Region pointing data
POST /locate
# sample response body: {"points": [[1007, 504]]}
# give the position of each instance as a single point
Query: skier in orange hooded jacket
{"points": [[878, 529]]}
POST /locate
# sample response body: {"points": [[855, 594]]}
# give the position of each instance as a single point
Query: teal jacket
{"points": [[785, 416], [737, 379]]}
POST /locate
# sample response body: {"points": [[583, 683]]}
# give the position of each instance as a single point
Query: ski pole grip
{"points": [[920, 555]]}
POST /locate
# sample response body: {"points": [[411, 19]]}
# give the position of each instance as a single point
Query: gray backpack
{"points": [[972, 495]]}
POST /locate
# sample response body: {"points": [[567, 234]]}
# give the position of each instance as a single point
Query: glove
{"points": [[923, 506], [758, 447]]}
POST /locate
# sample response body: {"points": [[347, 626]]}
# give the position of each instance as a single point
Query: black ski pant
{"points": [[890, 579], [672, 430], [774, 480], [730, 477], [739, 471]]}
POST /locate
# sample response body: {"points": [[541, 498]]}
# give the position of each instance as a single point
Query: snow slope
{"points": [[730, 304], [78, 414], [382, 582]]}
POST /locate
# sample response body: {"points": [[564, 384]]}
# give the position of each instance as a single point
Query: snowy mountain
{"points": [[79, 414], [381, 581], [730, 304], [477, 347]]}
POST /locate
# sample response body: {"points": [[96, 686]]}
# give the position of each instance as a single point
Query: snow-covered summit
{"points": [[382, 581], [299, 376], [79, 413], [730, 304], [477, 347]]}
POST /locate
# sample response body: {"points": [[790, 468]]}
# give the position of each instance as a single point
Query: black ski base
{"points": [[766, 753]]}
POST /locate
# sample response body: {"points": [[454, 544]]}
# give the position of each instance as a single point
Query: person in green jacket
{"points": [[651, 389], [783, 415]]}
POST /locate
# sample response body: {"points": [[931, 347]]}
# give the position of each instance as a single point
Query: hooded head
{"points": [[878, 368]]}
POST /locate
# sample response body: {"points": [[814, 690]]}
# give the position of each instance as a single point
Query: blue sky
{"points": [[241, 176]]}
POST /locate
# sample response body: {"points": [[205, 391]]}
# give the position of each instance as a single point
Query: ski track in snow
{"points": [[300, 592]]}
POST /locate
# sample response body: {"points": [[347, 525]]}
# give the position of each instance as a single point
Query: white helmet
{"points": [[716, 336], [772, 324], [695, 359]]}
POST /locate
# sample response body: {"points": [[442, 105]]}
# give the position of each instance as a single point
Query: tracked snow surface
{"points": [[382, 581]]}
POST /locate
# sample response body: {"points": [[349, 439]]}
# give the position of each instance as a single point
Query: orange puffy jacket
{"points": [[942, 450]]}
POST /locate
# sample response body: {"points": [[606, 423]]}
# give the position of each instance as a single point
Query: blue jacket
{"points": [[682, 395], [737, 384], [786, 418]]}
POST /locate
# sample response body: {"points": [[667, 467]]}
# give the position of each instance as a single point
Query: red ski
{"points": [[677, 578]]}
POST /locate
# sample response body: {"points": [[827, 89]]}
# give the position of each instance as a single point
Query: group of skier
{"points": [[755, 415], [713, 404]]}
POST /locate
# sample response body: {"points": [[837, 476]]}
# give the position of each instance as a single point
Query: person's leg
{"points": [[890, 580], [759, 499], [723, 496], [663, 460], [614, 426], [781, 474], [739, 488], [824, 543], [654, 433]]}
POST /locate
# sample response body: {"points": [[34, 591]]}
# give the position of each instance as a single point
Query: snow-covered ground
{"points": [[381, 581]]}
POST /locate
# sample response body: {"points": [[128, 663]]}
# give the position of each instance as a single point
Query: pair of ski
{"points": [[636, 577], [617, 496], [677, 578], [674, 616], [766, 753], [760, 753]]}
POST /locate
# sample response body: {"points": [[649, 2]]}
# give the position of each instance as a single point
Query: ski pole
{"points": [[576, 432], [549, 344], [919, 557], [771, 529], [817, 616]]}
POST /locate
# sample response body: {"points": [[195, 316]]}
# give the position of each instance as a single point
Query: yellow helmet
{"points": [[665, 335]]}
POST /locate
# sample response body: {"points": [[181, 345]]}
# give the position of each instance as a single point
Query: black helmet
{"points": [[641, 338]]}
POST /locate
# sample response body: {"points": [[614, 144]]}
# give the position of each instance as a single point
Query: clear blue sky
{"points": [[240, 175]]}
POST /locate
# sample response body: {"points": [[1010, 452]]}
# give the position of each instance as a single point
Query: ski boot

- _Task prompt_: Output all of the records above exactly as they appear.

- _Answer below_:
POST /locate
# sample response body: {"points": [[1007, 504]]}
# give the position of each instance as a single point
Query: skier in orange hooded jacket
{"points": [[878, 529]]}
POST /locate
# sample response body: {"points": [[855, 594]]}
# give the position of each instance as a single point
Query: teal jacket
{"points": [[785, 416], [737, 379]]}
POST /locate
# sample response body: {"points": [[583, 683]]}
# give the position of each instance as a single point
Query: ski pole grip
{"points": [[920, 555]]}
POST /locate
# sample response body: {"points": [[411, 19]]}
# give the position of each instance as a single point
Query: gray backpack
{"points": [[972, 495]]}
POST /locate
# sample response body: {"points": [[567, 234]]}
# give the position of each instance as a single point
Query: glove
{"points": [[923, 506], [758, 447]]}
POST /locate
# sample response body: {"points": [[347, 626]]}
# give the position of each instance as a single point
Query: black ski pant
{"points": [[890, 579], [672, 430], [774, 480], [730, 477], [739, 471]]}
POST /locate
# sample response body: {"points": [[541, 498]]}
# give the position of each instance as a single point
Query: snow slope
{"points": [[730, 304], [78, 414], [382, 582]]}
POST /locate
# sample response body: {"points": [[564, 384]]}
# give the position of each instance as a single point
Query: snowy mountain
{"points": [[79, 414], [381, 581], [730, 304], [477, 347]]}
POST /locate
# sample response body: {"points": [[96, 686]]}
# give the position of each instance as a single point
Query: snow-covered summit
{"points": [[382, 581], [299, 376], [79, 413], [730, 304], [477, 347]]}
POST /locate
# sample response body: {"points": [[790, 468]]}
# give the position of each instance as a single point
Query: black ski base
{"points": [[766, 753]]}
POST /locate
# sample response body: {"points": [[454, 544]]}
# give the position of each instance as a single point
Query: person in green jacket
{"points": [[651, 389], [783, 415]]}
POST /locate
# sample response body: {"points": [[931, 347]]}
# give the position of each instance as a single point
Query: hooded head
{"points": [[878, 368]]}
POST /locate
# sample response body: {"points": [[814, 690]]}
# give the position of each instance as a single point
Query: blue sky
{"points": [[241, 176]]}
POST /locate
# sample response body: {"points": [[205, 391]]}
# give the position of each instance as a single point
Query: ski track in snow
{"points": [[300, 592]]}
POST /locate
# sample response body: {"points": [[347, 525]]}
# give the position of each instance as a single point
Query: white helmet
{"points": [[716, 336], [772, 324], [695, 359]]}
POST /locate
# sample response body: {"points": [[442, 105]]}
# give the position of each instance as a single point
Query: tracked snow surface
{"points": [[382, 581]]}
POST /locate
# sample response body: {"points": [[349, 439]]}
# give the position of each instance as a single point
Query: orange puffy jacket
{"points": [[942, 450]]}
POST /locate
# sample response body: {"points": [[606, 423]]}
# give the position of each instance as a single point
Query: blue jacket
{"points": [[682, 395], [737, 384], [786, 418]]}
POST /locate
# sample response body: {"points": [[667, 467]]}
# give the position of each instance as a single point
Query: red ski
{"points": [[677, 578]]}
POST /locate
# sample response body: {"points": [[827, 89]]}
# give the position of each instance as a single point
Query: group of skier
{"points": [[755, 415], [713, 404]]}
POST /locate
# sample response body: {"points": [[837, 476]]}
# give the position of each instance as a single point
Query: person's leg
{"points": [[890, 580], [759, 499], [723, 496], [663, 460], [614, 426], [781, 474], [739, 488], [824, 543], [654, 433]]}
POST /locate
# sample response body: {"points": [[34, 591]]}
# give the position of each instance as a single point
Query: snow-covered ground
{"points": [[381, 581]]}
POST /locate
# sample response body: {"points": [[128, 663]]}
# give the position of each instance as a single point
Query: pair of ski
{"points": [[636, 577], [617, 496], [677, 578], [674, 616], [766, 753], [760, 753]]}
POST /locate
# sample response body: {"points": [[649, 2]]}
# give the position of each instance as a single point
Query: ski pole
{"points": [[576, 432], [549, 344], [919, 557], [771, 529], [817, 616]]}
POST /locate
# sample response body: {"points": [[195, 316]]}
# give the position of each instance as a single point
Query: yellow helmet
{"points": [[665, 335]]}
POST /locate
# sample response body: {"points": [[181, 345]]}
# give the position of each instance as a single point
Query: black helmet
{"points": [[641, 338]]}
POST /locate
# sample response body: {"points": [[614, 144]]}
# give the position of each instance as a single point
Query: clear blue sky
{"points": [[240, 175]]}
POST /locate
# sample response body: {"points": [[1010, 452]]}
# give the position of each instance as a single point
Query: ski boot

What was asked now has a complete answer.